*Supplied passage:*
7. Instruction Optimization#

We use the term instruction optimization to refer to the problem of finding the task instructions that maximize some target metric (e.g., accuracy).

Note

We will work with an extremely small number of data instances here to show the general flow. We recommend using 100+ examples for train and test..

We start by initalizing things as before.

Hide code cell source
# %load -r 3:25 _init.py
import pathlib
import sammo
from sammo.runners import OpenAIChat
from sammo.base import Template, EvaluationScore
from sammo.components import Output, GenerateText, ForEach, Union
from sammo.extractors import ExtractRegex
from sammo.data import DataTable
import json
import requests
import os

if not "OPENAI_API_KEY" in os.environ:
    raise ValueError("Please set the environment variable OPENAI_API_KEY'.")

_ = sammo.setup_logger("WARNING")  # we're only interested in warnings for now

runner = OpenAIChat(
    model_id="gpt-3.5-turbo-16k",
    api_config={"api_key": os.getenv("OPENAI_API_KEY")},
    cache=os.getenv("CACHE_FILE", "cache.tsv"),
    timeout=30,
)
Hide code cell source
# %load -s load_data,accuracy _init.py
def load_data(
    url="https://github.com/google/BIG-bench/raw/main/bigbench/benchmark_tasks/implicatures/task.json",
):
    task = json.loads(requests.get(url).content)
    # convert label to single string
    for x in task["examples"]:
        x["output"] = max(x["target_scores"], key=x["target_scores"].get)

    return DataTable.from_records(
        task["examples"],
        input_fields="input",
        constants={"instructions": task["task_prefix"]},
    )


def accuracy(y_true: DataTable, y_pred: DataTable) -> EvaluationScore:
    y_true = y_true.outputs.normalized_values()
    y_pred = y_pred.outputs.normalized_values()
    n_correct = sum([y_p == y_t for y_p, y_t in zip(y_pred, y_true)])

    return EvaluationScore(n_correct / len(y_true))

7.1. Step 1: Defining the set of initial candidates#

Our plan is to use beam search with mutation operators to refine a set of initial candidates. Similar to using grid search previously, we can use the same syntax to define a parametric set of initial candidates.

7.1.1. Using Callables to bind static values#

A very common problem is that of having a set of static values, e.g., configuration or input datasets, that are needed in constructing a metaprompt.

To bind these static values, we recommend using callables. These are objects that behave like functions but can be initalized with the static values for the task. In essence, they behave like partially bound functions but offer a cleaner interface.

*Work instruction 1:* In the instruction optimization page, what method does the plan use to refine the set of initial candidates?
*Work instruction 2:* Translate this sentence from the instruction optimization page into Spanish: "To bind these static values, we recommend using callables."
*Work instruction 3:* Please print the part of the instruction optimization page that opens with the words "def accuracy(y_true: DataTable, y_pred: DataTable)" and closes with "parametric set of initial candidates.".

*Data:*
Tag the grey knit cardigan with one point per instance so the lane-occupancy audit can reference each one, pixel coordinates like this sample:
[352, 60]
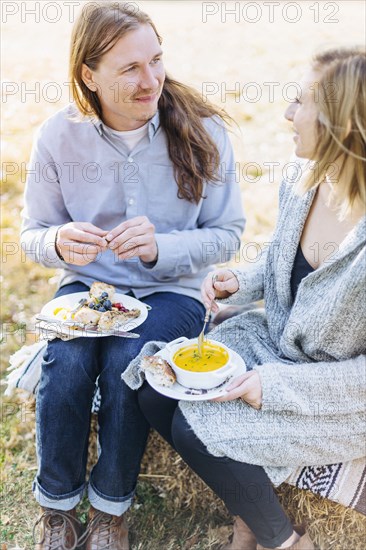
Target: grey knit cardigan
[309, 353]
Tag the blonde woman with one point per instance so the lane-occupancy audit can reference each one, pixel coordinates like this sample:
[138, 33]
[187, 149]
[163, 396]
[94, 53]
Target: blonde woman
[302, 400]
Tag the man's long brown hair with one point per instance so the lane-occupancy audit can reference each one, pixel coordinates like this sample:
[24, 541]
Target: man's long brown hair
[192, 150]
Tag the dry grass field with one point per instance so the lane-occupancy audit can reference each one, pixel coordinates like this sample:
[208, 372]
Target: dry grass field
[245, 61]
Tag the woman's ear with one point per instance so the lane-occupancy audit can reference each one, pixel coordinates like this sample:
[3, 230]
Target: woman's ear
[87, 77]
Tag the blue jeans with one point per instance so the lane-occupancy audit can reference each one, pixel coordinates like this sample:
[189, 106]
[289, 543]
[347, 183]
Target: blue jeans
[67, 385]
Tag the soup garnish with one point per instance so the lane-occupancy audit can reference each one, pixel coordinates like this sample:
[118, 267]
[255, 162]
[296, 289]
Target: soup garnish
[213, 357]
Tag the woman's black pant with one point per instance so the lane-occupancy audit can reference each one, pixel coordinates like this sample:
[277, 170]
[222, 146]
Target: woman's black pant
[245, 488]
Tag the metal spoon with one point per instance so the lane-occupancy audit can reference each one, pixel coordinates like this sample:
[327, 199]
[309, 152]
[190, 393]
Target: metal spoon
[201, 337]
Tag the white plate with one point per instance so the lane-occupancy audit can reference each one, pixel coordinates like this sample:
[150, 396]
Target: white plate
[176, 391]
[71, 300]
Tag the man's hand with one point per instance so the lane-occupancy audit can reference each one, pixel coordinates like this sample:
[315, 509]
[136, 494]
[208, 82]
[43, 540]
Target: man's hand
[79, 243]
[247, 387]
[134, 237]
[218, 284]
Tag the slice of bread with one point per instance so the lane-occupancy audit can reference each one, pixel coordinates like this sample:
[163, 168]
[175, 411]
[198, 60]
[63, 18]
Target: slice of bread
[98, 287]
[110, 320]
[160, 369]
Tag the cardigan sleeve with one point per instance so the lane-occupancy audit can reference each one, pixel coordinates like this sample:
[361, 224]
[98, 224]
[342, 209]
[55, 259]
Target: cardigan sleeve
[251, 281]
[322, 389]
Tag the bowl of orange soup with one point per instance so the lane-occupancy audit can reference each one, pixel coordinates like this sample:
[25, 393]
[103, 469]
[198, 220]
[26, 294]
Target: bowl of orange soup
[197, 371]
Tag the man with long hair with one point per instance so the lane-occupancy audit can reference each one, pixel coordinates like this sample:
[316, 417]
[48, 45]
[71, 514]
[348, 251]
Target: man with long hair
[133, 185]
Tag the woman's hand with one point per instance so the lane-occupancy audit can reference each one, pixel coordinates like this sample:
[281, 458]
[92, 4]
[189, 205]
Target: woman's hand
---
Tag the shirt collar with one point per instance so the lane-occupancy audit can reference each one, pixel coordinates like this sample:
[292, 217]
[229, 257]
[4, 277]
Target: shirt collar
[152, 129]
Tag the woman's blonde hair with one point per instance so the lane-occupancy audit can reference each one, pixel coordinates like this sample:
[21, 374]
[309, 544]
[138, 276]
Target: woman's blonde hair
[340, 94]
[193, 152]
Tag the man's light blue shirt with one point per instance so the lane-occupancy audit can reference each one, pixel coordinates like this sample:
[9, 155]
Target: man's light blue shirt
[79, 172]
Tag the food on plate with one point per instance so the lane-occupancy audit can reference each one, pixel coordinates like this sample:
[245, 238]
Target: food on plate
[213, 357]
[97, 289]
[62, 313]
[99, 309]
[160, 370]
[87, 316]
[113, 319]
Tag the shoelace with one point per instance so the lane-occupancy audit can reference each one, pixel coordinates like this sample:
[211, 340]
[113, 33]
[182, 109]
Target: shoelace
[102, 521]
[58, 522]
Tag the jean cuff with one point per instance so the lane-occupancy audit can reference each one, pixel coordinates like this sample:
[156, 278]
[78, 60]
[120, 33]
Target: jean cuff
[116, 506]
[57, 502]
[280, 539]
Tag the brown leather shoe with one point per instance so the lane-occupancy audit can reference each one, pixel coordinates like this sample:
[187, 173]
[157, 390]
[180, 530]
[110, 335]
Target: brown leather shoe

*Result 1:* Beam search with mutation operators.

*Result 2:* Para vincular estos valores estáticos, recomendamos usar objetos invocables.

*Result 3:*
def accuracy(y_true: DataTable, y_pred: DataTable) -> EvaluationScore:
    y_true = y_true.outputs.normalized_values()
    y_pred = y_pred.outputs.normalized_values()
    n_correct = sum([y_p == y_t for y_p, y_t in zip(y_pred, y_true)])

    return EvaluationScore(n_correct / len(y_true))

7.1. Step 1: Defining the set of initial candidates#

Our plan is to use beam search with mutation operators to refine a set of initial candidates. Similar to using grid search previously, we can use the same syntax to define a parametric set of initial candidates.